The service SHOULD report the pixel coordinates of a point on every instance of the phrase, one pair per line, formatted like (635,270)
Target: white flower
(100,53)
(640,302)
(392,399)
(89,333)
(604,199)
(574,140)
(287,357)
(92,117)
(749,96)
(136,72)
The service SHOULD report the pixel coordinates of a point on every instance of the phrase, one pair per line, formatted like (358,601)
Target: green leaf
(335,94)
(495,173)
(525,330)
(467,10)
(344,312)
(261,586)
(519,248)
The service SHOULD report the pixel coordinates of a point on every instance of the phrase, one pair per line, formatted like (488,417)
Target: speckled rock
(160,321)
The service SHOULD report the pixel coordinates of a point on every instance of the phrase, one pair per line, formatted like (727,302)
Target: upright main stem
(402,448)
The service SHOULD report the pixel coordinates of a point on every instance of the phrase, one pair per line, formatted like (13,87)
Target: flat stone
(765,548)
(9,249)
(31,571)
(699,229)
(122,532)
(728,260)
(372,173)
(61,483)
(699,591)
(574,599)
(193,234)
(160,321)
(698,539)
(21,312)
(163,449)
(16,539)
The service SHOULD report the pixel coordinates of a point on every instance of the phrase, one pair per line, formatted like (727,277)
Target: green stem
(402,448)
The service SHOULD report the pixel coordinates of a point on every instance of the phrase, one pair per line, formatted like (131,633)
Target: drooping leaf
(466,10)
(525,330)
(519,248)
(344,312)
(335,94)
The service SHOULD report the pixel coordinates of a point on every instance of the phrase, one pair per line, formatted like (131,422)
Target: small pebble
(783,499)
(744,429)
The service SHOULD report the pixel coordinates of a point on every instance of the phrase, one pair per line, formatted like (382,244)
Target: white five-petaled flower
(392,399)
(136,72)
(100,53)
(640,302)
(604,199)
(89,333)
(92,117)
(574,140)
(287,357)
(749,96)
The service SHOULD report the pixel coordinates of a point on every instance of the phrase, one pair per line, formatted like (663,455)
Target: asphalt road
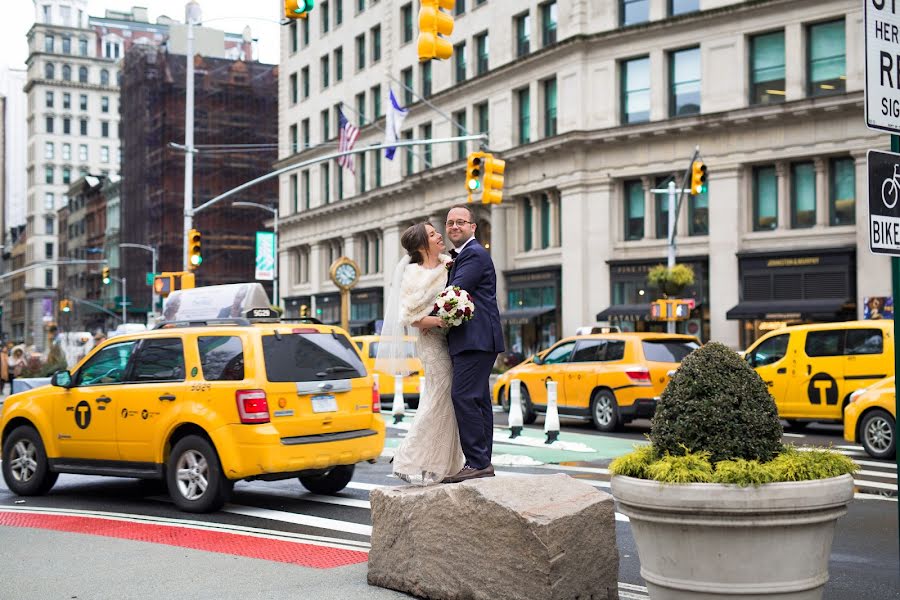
(864,559)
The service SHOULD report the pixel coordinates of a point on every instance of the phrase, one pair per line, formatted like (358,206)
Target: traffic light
(493,180)
(474,164)
(698,177)
(434,23)
(297,9)
(194,255)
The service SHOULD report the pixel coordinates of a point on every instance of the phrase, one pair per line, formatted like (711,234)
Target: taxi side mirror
(61,379)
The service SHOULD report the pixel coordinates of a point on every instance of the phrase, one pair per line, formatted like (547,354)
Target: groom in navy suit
(474,345)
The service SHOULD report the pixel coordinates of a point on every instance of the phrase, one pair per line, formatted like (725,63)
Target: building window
(634,210)
(406,21)
(481,50)
(680,7)
(548,24)
(406,78)
(360,52)
(523,97)
(765,199)
(426,79)
(523,35)
(684,73)
(803,195)
(634,11)
(767,84)
(459,61)
(376,43)
(843,192)
(636,90)
(827,66)
(550,108)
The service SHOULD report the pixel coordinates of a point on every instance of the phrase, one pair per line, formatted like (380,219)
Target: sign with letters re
(884,202)
(882,25)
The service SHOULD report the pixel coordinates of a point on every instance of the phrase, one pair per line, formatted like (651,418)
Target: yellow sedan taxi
(871,419)
(609,379)
(202,402)
(368,348)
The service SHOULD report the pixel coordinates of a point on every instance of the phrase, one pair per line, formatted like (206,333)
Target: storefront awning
(788,309)
(633,311)
(522,316)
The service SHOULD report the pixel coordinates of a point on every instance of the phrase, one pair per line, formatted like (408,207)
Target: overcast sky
(229,15)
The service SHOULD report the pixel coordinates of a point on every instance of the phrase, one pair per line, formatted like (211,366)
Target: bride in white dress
(431,449)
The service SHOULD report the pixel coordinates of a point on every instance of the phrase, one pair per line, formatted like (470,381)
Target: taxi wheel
(194,476)
(26,470)
(605,411)
(330,482)
(878,434)
(528,414)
+++
What this task involves:
Give back the entire listing verbatim, without the pictures.

Solution for this exercise:
The service SHOULD report the pixel coordinates of a point on every instance of the phrase, one pair per line, formatted like (635,270)
Target: white flower
(100,53)
(640,302)
(392,399)
(89,333)
(604,199)
(574,140)
(287,357)
(92,117)
(749,96)
(136,72)
The service SHOULD report the pixel coordinates of a point on every instance of the phrase, one pair per line, formatted like (358,601)
Target: green leaf
(335,94)
(495,173)
(525,330)
(467,10)
(344,312)
(261,586)
(519,248)
The service SHOULD report the pixel coordinates of a point on every instance of the phrase, one pair per line, formatted like (488,417)
Target: speckled rock
(160,321)
The service SHOULD report the pixel coordinates of a point on every instance of the phrase, one pair per line, formatted like (727,302)
Target: upright main stem
(402,448)
The service SHOULD report the pixel coordinates of a point on every instance of the phrase, one pair per line, formatted like (13,87)
Target: flat stone
(765,548)
(9,249)
(31,571)
(699,229)
(122,532)
(728,260)
(372,173)
(61,483)
(699,591)
(574,599)
(193,234)
(160,321)
(698,539)
(21,312)
(163,449)
(16,539)
The service SHOULD report the pixel coordinates of a point on every instance of the phrase, one pair per line, formatted like (727,277)
Target: green stem
(402,448)
The service SHOULD report the pixel coordinates of a point on every instance of the phrase, one pair per line, formatted like (131,633)
Target: drooping leaf
(466,10)
(525,330)
(519,248)
(344,312)
(335,94)
The service SHOULD report the pixel coordinates of a point on every instance of the phrase, one pair per line, formatted like (131,422)
Target: small pebble
(783,499)
(744,429)
The service SHOULD report the pixel coordinates of a point on every instance of the phrase, one pair per line, formatted like (382,244)
Target: white five-petaled flower
(392,399)
(136,72)
(100,53)
(640,302)
(604,199)
(89,333)
(92,117)
(574,140)
(287,357)
(749,96)
The service SHOULD report the pixel coordinates of a point on every instance of the phrase, one pair per line, formatted like (663,455)
Target: asphalt road
(864,559)
The service SHOULD report the pixel coordinates of a point on every instance of the phrase, one pair per line, formatted like (358,206)
Target: traffic light
(493,180)
(474,164)
(698,177)
(434,23)
(297,9)
(194,255)
The service SHOULD report the pixel coordinates of a point on every instance of the phrase, one pair per line, formatted like (711,234)
Target: taxi side mirror
(61,379)
The service SHOULD report the pixel coordinates of a point on every instance of the phrase, one pair per line, formatted like (547,354)
Target: groom in navy suit
(474,345)
The service SHOULD report the pixel coordinates of a point on every instance of the phrase, one pair per line, formatted like (725,63)
Target: building window
(634,210)
(406,21)
(481,50)
(680,7)
(548,24)
(406,78)
(360,52)
(523,97)
(765,199)
(426,79)
(523,35)
(684,73)
(803,195)
(634,11)
(767,84)
(459,61)
(376,43)
(843,192)
(636,90)
(827,66)
(550,108)
The service SHOULD report the pixel coordinates of a point on every instance of the phrase, one pair per line, formatted like (380,219)
Target: sign with letters re
(884,202)
(882,25)
The service SHOULD report the pixel coordinates of a point on every instance of the phrase, one pair per line, formatted like (651,418)
Target: yellow sedan taxi
(871,419)
(609,379)
(202,402)
(368,348)
The service SHOULD report the pixel coordinates of a point on every instance of the phrase, one pair per line, formatted like (206,333)
Target: storefront awning
(788,309)
(633,311)
(522,316)
The service SHOULD report the pixel coordinates of a point on every instance of the phrase, one pair per line, formatted like (408,207)
Target: overcast sky
(229,15)
The service SHOULD report the pixel coordinates of a point on every instance of the phrase, one pair per line, formatted like (211,366)
Target: bride in white dress
(431,449)
The service SHOULD report the pixel coordinates of a point on every instance of the phrase, one pair per line, formatted like (470,381)
Target: taxi wheel
(194,476)
(26,470)
(605,411)
(330,482)
(878,434)
(528,414)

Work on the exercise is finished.